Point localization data
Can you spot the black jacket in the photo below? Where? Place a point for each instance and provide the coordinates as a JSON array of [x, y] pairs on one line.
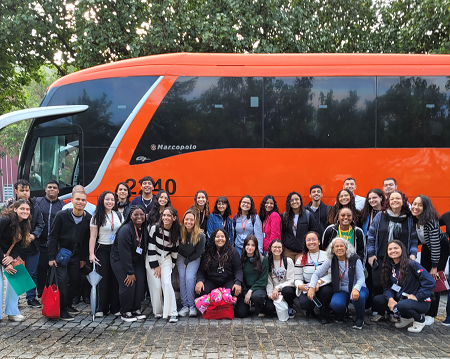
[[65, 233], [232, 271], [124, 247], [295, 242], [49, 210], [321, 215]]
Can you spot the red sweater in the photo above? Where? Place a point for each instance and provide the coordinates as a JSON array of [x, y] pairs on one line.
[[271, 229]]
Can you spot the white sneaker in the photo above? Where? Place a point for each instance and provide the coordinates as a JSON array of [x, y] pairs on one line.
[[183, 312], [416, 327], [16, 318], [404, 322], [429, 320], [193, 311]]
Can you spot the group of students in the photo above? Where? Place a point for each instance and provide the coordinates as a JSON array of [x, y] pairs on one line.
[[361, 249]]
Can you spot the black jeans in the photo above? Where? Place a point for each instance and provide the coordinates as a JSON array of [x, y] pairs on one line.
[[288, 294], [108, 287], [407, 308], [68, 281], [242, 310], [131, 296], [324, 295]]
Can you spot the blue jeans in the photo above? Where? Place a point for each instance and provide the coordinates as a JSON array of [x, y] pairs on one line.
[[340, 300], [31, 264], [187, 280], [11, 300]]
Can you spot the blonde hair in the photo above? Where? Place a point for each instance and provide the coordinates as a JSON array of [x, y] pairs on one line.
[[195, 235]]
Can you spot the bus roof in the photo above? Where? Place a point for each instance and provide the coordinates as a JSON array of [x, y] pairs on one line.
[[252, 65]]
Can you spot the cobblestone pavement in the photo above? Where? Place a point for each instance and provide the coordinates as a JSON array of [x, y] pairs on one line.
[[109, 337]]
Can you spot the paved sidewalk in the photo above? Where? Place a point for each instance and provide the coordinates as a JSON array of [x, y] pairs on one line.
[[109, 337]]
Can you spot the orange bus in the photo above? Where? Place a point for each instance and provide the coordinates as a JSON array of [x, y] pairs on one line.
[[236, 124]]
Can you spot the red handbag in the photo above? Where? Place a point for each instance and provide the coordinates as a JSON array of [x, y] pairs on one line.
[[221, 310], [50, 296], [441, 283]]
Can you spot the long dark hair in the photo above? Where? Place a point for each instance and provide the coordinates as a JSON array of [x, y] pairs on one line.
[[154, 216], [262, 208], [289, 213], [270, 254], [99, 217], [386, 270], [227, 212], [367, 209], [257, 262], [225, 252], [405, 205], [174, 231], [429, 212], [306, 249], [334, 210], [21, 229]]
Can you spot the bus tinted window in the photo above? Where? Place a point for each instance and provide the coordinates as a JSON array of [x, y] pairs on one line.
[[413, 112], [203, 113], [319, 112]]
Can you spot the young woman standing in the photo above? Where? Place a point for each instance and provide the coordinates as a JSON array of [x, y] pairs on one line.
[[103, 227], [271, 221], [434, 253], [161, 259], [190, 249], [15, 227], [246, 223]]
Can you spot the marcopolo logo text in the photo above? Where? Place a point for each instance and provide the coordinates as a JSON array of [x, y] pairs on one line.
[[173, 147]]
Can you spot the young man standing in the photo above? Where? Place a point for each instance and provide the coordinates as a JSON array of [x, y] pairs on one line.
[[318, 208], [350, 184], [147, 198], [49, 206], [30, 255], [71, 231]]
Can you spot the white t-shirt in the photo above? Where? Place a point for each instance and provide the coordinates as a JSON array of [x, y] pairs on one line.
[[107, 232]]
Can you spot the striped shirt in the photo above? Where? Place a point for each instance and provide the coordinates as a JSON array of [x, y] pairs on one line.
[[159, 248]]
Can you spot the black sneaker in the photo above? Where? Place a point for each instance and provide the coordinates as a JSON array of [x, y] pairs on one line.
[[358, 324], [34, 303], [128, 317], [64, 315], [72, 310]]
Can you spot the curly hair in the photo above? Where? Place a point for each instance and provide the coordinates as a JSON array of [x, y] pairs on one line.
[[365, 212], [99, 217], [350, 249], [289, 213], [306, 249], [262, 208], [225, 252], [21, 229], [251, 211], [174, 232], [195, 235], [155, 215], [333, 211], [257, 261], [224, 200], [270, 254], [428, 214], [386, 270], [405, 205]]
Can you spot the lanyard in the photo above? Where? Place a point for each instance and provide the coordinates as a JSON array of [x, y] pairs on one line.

▸ **TASK BRIEF**:
From the line containing "Can you spot the curly" to the last line above, repeat every line exactly and nothing else.

▸ **RESULT BELOW**:
Can you spot the curly hair in the photo above? Where? Place a point for each instance and provide the coordinates as a JSON array of [x, y] pairs on one line.
[[365, 212], [99, 217], [350, 249], [289, 213], [306, 249], [262, 208], [225, 252], [21, 229], [251, 211], [174, 232], [195, 235], [155, 215], [333, 211], [257, 261], [224, 200], [270, 254], [428, 214], [386, 270], [405, 205]]
Can you spot the lanyard in the photo above? Where? Place a point for each instance and provide the coordinates as a JSON array of [x, y] pairs on one line.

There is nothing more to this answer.